Sat 22 May - 18:00-18:50 - Whip it Good

Friday 21st May 2021

Sat 22 May - 18:00-18:50 - Whip it Good

Whip it Good 

To take part in this event, please follow this link to our LIVE page.  The event will start automatically at the scheduled time.

Pride in punishment. Is beating our children a legacy of slavery? Black communities have a higher likelihood to use corporal punishment to discipline their children, but why? Is this learnt behaviour from the violence of slavery?  Over protection?  Echoes of trauma? Resonance of pre-colonial Africa? 

A screening of Jeannette Ehlers performance Whip It Good (2013 - ongoing) followed by a discussion led by Fiona Compton (Know Your Caribbean) with Jeannette, alongside Aleema Gray, (Community History Curator at the Museum of London).


Whip It Good (2013 - ongoing)
We will be sharing a filmed excerpt of the live performance of Whip it Good, during which the audience was invited to participate in the lashing of a white canvas to give everyone the opportunity to form an actual bodily experience of the act of whipping and, in turn, reenact the atrocities of history and coloniality.  Whip It Good was first performed in May 2013, in connection with the groundbreaking seminar  BE.BO P (Black Europe  Body Politics), initiated by fierce Dominican curator and decolonial thinker Alanna Lockward / Art Labour Archives, at the theatre Ballhaus Naunynstrasse in Berlin.



Fiona Compton
Fiona Compton is a London based Saint Lucian photographer, artist, filmmaker and historian. After working for the UK's largest publishing houses, photographing some of the most influential figures in the world of Finance and Banking, Fiona found it necessary to focus her work on the history and culture of her people. Her films have been screened across the globe, and have also been featured in the UK Cabinet office. Fiona continues her mission to educate in innovative ways through events and online through her account ‘Know Your Caribbean’ via Instagram, creative workshops for children and young people in venues such as the Southbank Centre and Black Cultural Archives in London. Her clients have included HSBC, Amazon, Sony Music, Cosmopolitan magazine to name a few. Fiona remains a strong advocate for her history and culture and is an Official Ambassador for London's Notting Hill Carnival, the second largest street festival in the world.

• EXERCISE SET
[1] According to the event page, where was Whip It Good first performed?
[2] Copy out word for word the part of the event page that opens with the words containing "A screening of" and closes with "Museum of London).".

• DATA ROWS
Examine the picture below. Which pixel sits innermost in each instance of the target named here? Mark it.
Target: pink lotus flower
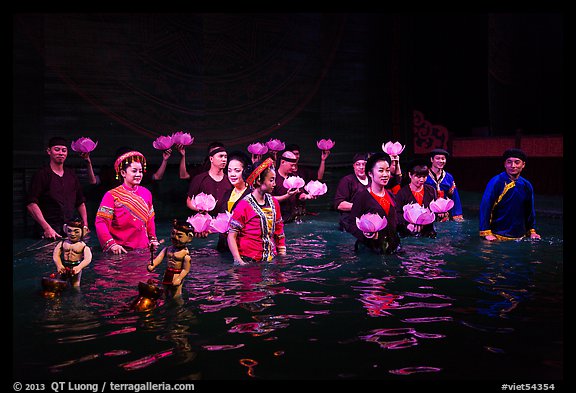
(203, 202)
(293, 182)
(200, 222)
(182, 138)
(371, 222)
(325, 144)
(316, 188)
(417, 215)
(83, 145)
(221, 223)
(275, 144)
(163, 142)
(257, 148)
(441, 205)
(393, 148)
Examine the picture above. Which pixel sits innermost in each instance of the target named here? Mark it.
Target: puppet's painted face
(180, 238)
(74, 234)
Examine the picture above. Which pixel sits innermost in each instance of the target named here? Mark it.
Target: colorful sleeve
(238, 219)
(279, 226)
(151, 224)
(103, 221)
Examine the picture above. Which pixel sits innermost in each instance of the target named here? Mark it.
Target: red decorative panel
(533, 146)
(428, 136)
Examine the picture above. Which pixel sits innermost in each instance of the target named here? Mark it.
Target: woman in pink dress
(256, 228)
(125, 217)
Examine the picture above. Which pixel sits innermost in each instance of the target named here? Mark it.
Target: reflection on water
(454, 306)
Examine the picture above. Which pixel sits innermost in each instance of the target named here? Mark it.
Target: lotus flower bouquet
(325, 144)
(163, 142)
(182, 138)
(203, 202)
(417, 215)
(221, 223)
(275, 145)
(371, 223)
(441, 205)
(200, 222)
(293, 182)
(257, 148)
(393, 148)
(83, 145)
(316, 188)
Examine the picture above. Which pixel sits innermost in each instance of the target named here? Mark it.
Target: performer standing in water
(256, 228)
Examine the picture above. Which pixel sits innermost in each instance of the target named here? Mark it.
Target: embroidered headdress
(128, 158)
(267, 163)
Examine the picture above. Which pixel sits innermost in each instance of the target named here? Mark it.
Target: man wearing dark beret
(507, 206)
(55, 194)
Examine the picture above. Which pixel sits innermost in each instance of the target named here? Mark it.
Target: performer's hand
(118, 249)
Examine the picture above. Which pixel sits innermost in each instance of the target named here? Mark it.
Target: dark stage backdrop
(360, 79)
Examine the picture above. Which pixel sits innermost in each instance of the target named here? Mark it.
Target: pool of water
(454, 307)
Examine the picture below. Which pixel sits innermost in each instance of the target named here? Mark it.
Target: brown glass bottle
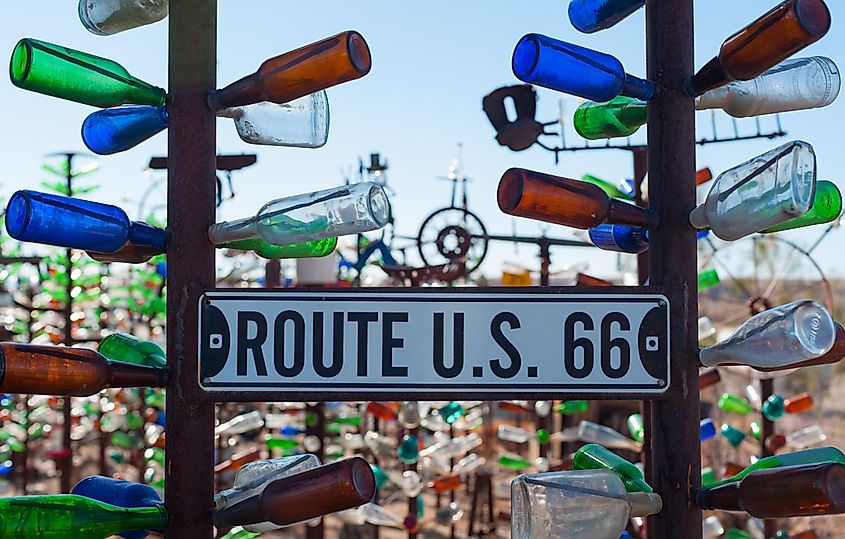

• EXPECTED RESPONSES
[1] It was first performed at the theatre Ballhaus Naunynstrasse in Berlin.

[2]
A screening of Jeannette Ehlers performance Whip It Good (2013 - ongoing) followed by a discussion led by Fiona Compton (Know Your Caribbean) with Jeannette, alongside Aleema Gray, (Community History Curator at the Museum of London).